*Texto de leitura*.
>>>

O SUPERPODER
Consolidação da democracia ou
centralização de poder?
A Transamazônica e Xingu compõem uma região historicamente
aquém do desenvolvimento social, econômico e político. Tudo que aqui aconteceu
foram objetos que formam o que podemos chamar de “farsa desenvolvimentista”.
Essa expressão se remete ao fato milenar de distrair o povo com a alimentação
de sonhos, com as renovações de promessas de transformações nas áreas sociais
através do big bang hipnótico,
pirotécnico, que na verdade tem funcionado muito bem em favor de grupos
dominantes muito organizados e prontos para dar continuidade aos atos
sucessivos de exploração e enriquecimento, na maioria das vezes ilícitos.

<<<

*Registros fornecidos*.
>>>

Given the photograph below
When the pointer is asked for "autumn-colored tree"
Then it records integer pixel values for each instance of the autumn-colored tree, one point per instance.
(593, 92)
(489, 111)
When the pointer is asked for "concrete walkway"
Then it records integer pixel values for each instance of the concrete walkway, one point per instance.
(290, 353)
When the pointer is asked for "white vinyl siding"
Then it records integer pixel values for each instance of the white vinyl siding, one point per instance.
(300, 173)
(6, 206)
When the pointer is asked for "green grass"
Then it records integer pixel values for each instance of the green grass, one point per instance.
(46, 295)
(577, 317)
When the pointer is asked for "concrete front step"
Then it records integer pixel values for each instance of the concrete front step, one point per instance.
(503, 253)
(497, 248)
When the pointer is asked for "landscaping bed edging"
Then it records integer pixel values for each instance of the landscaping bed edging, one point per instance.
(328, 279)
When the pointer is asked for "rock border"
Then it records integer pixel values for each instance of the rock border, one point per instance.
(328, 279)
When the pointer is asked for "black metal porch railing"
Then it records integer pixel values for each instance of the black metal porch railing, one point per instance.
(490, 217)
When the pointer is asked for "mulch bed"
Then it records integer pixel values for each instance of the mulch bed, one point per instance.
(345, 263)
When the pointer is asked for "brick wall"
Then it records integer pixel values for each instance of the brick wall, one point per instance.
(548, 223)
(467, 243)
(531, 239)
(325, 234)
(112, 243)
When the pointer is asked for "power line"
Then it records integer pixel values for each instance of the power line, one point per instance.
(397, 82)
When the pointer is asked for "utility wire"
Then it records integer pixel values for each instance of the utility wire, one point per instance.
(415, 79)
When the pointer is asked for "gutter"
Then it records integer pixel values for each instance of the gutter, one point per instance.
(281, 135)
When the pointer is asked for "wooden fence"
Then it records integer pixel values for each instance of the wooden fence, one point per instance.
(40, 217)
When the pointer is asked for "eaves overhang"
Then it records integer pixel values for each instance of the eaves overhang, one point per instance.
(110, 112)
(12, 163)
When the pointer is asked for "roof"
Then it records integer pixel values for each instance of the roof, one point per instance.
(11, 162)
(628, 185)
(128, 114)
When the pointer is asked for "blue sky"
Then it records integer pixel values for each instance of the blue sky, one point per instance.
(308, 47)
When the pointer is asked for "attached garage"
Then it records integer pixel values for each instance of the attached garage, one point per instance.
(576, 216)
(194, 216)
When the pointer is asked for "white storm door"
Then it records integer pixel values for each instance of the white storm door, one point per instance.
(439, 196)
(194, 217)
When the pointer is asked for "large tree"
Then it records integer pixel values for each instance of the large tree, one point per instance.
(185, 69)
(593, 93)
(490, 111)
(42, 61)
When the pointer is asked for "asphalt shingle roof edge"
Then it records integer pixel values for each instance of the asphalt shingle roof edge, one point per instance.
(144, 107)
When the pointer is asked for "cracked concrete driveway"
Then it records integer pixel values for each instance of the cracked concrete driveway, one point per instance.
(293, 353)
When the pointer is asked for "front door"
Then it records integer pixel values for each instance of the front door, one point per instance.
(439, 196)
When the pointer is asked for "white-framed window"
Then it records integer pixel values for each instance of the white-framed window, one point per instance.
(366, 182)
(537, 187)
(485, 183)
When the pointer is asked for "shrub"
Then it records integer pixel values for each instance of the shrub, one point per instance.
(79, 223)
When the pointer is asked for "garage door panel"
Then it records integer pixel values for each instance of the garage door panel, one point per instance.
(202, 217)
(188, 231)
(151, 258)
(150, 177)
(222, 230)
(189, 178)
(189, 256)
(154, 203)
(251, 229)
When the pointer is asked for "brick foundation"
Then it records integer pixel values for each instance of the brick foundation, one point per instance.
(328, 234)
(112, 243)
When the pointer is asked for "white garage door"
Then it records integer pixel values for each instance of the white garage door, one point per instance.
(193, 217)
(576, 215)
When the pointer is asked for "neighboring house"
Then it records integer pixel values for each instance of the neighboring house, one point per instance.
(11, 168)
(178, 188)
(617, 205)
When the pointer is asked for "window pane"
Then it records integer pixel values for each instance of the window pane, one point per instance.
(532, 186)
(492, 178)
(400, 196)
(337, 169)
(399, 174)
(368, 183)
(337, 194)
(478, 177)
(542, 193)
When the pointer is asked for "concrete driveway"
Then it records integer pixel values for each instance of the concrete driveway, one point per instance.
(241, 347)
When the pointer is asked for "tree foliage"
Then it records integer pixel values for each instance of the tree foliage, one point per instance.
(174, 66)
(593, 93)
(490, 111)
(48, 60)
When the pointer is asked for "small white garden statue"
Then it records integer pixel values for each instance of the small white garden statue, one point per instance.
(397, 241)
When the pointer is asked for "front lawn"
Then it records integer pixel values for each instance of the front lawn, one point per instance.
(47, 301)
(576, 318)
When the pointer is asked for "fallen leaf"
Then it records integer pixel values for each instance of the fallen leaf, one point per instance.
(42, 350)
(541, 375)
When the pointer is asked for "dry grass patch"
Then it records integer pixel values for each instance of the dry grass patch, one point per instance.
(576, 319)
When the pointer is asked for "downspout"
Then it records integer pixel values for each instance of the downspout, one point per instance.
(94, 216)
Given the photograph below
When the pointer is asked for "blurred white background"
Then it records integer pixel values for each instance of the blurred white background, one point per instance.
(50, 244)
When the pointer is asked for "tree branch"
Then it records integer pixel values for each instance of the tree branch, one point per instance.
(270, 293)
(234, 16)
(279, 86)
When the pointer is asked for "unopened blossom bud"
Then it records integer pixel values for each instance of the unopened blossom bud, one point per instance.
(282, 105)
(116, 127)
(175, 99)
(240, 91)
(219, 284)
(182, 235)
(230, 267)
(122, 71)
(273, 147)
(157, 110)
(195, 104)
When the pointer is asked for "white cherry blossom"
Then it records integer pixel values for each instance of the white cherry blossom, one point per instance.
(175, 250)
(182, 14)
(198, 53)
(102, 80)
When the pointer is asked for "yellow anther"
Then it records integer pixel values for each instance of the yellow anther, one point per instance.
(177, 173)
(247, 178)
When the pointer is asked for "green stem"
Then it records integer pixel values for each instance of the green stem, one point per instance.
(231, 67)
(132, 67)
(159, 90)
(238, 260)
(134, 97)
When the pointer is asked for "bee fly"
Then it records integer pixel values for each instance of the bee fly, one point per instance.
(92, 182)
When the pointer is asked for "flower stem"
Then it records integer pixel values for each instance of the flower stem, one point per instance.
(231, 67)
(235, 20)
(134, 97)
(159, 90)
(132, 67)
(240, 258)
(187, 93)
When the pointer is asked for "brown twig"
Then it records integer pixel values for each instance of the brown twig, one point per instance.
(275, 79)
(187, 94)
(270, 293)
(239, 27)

<<<

*Requisitos do exercício*.
• A. No texto de leitura, quais adjetivos qualificam a palavra "desenvolvimento" no trecho "aquém do desenvolvimento social, econômico e político"? Liste todos.
• B. Por favor, conte quantas linhas dos registros contêm a palavra "line", diferenciando maiúsculas de minúsculas. Responda só com o número.

*Respostas completas*.
• A. social, econômico, político

• B. 2